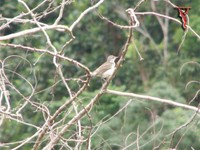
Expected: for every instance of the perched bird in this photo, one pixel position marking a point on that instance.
(106, 69)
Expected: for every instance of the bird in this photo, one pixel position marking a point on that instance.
(106, 69)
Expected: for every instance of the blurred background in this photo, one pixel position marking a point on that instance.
(164, 72)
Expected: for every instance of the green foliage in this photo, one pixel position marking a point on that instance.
(95, 40)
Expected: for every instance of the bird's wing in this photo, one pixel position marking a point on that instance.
(103, 68)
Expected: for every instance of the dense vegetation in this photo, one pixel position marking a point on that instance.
(164, 73)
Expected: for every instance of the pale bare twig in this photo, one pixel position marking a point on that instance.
(151, 98)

.....

Aim ▸ Put all of the lines above into a numbered list, dropping any blank lines and leaving the pictures out of the answer.

Completed exercise ▸
1. Expected: for every instance of the perched bird in this photo, one pixel position marking a point on that instance.
2. (106, 69)
3. Expected: for every instance of the bird in this photo, one pixel position marking a point on that instance.
4. (106, 69)
5. Expected: for every instance of the blurred background in this photo, one pixel position marking a point on that instance.
6. (164, 72)
7. Expected: for every instance of the green foliage in this photo, one pixel position marking a point on that instance.
8. (95, 40)
9. Expected: for every instance of the bird's wing in this photo, one pixel position marking a point on that instance.
10. (103, 68)
11. Expected: for every instance of the dense vegetation in this photo, one pixel position marking a point on that instance.
12. (164, 73)
13. Expected: for every instance of the pale bare twig in this photo, one pixel position marking a point on that instance.
14. (151, 98)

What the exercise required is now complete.